- What this task involves -
Read through the listing, and wherever a line holds the word "instance", return it.

BEGIN Data for review

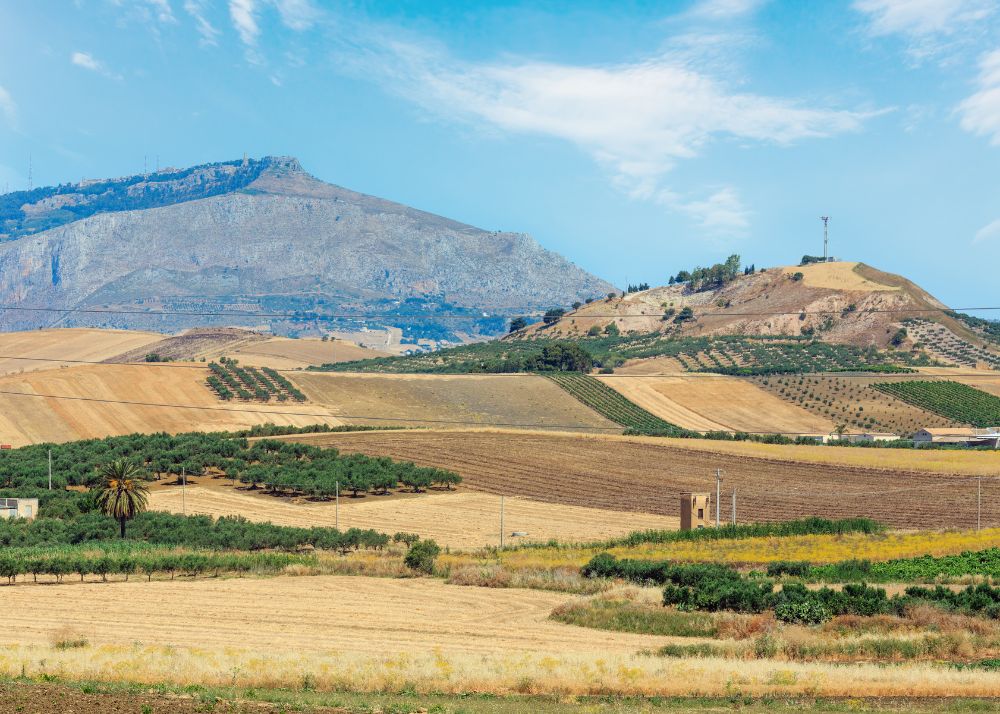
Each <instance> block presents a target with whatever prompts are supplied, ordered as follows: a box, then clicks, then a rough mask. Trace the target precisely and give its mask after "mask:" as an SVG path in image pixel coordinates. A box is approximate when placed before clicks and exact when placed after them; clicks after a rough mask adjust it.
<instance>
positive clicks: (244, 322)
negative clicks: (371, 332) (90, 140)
mask: <svg viewBox="0 0 1000 714" xmlns="http://www.w3.org/2000/svg"><path fill="white" fill-rule="evenodd" d="M0 240H2V241H3V242H2V243H0V275H2V279H0V303H2V304H5V305H19V306H24V307H35V308H46V309H51V308H76V309H80V308H91V309H98V310H109V311H115V310H119V311H121V310H126V311H132V313H133V314H113V313H109V314H81V313H76V314H69V315H65V314H60V313H54V312H30V311H16V310H7V311H4V313H3V315H0V329H4V330H18V329H34V328H37V327H43V326H99V327H117V328H132V329H148V330H155V331H159V332H176V331H178V330H179V329H181V328H185V327H208V326H224V325H237V326H245V327H251V328H260V329H264V330H269V331H271V332H273V333H275V334H282V335H289V334H291V335H296V334H313V335H318V334H320V333H327V332H332V331H334V330H337V331H343V332H357V331H363V330H386V328H388V327H394V328H396V331H395V333H392V332H390V333H389V334H390V335H391V334H396V335H397V340H402V341H404V342H407V343H415V342H416V341H417V340H419V339H429V340H432V341H434V343H437V342H440V341H442V340H448V341H452V342H460V341H463V340H467V339H470V338H472V337H475V336H477V335H489V334H496V333H498V332H499V331H501V330H503V329H504V327H505V323H504V320H503V319H502V318H499V317H492V318H486V317H484V316H483V313H484V312H489V313H490V314H499V315H504V314H511V313H512V312H522V311H524V310H529V311H531V310H538V309H544V308H548V307H551V306H552V305H555V304H566V303H568V302H572V301H574V300H583V299H585V298H588V297H594V296H596V295H602V294H604V293H606V292H607V291H608V290H610V289H612V288H611V286H610V285H609V284H607V283H606V282H604V281H602V280H600V279H598V278H596V277H594V276H592V275H589V274H588V273H586V272H584V271H582V270H581V269H579V268H577V267H576V266H574V265H573V264H571V263H570V262H568V261H567V260H565V259H564V258H562V257H561V256H559V255H557V254H555V253H552V252H550V251H547V250H545V249H543V248H542V247H541V246H540V245H538V243H537V242H535V241H534V240H533V239H532V238H531V237H529V236H527V235H525V234H521V233H504V232H496V231H485V230H481V229H479V228H474V227H472V226H468V225H465V224H462V223H459V222H456V221H453V220H450V219H447V218H443V217H440V216H435V215H432V214H429V213H425V212H423V211H419V210H416V209H413V208H409V207H407V206H403V205H400V204H396V203H392V202H390V201H386V200H383V199H380V198H376V197H373V196H367V195H364V194H360V193H356V192H354V191H350V190H348V189H345V188H341V187H339V186H334V185H331V184H327V183H323V182H322V181H319V180H317V179H316V178H314V177H312V176H311V175H309V174H308V173H306V172H305V170H303V168H302V167H301V166H300V164H299V162H298V161H297V160H295V159H293V158H274V157H268V158H264V159H261V160H252V161H243V162H227V163H223V164H208V165H204V166H198V167H193V168H190V169H184V170H172V169H167V170H164V171H161V172H158V173H156V174H151V175H144V176H133V177H128V178H125V179H115V180H110V181H97V182H86V183H81V184H74V185H70V186H60V187H56V188H49V189H35V190H34V191H30V192H16V193H13V194H6V195H4V196H2V197H0ZM144 311H151V312H163V311H167V312H175V313H187V312H202V313H204V312H212V313H218V312H222V313H236V314H232V315H222V316H219V315H201V316H195V315H192V316H187V315H184V314H172V315H149V316H145V315H143V314H142V312H144ZM258 313H264V314H261V315H260V316H257V314H258ZM275 313H278V314H281V315H288V314H289V313H294V314H293V315H291V316H289V317H274V316H273V315H274V314H275ZM441 314H449V315H454V314H459V315H466V314H467V315H469V319H468V320H456V319H440V320H435V319H433V317H434V316H436V315H441ZM334 315H365V316H368V315H371V317H370V318H368V319H363V318H348V317H337V318H335V317H333V316H334ZM401 315H411V316H412V315H417V316H420V317H419V318H418V319H413V318H405V317H400V316H401Z"/></svg>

END Data for review

- Solution to the exercise -
Each <instance> block presents a target with whatever prompts are supplied, ordered as follows: a box, then clicks, then a rough mask. Trace the target precisely and give its mask after "mask:" as an SVG path in image pixel coordinates. A box is approximate when placed before clicks and exact when placed after them; clicks after a rough mask adjust it.
<instance>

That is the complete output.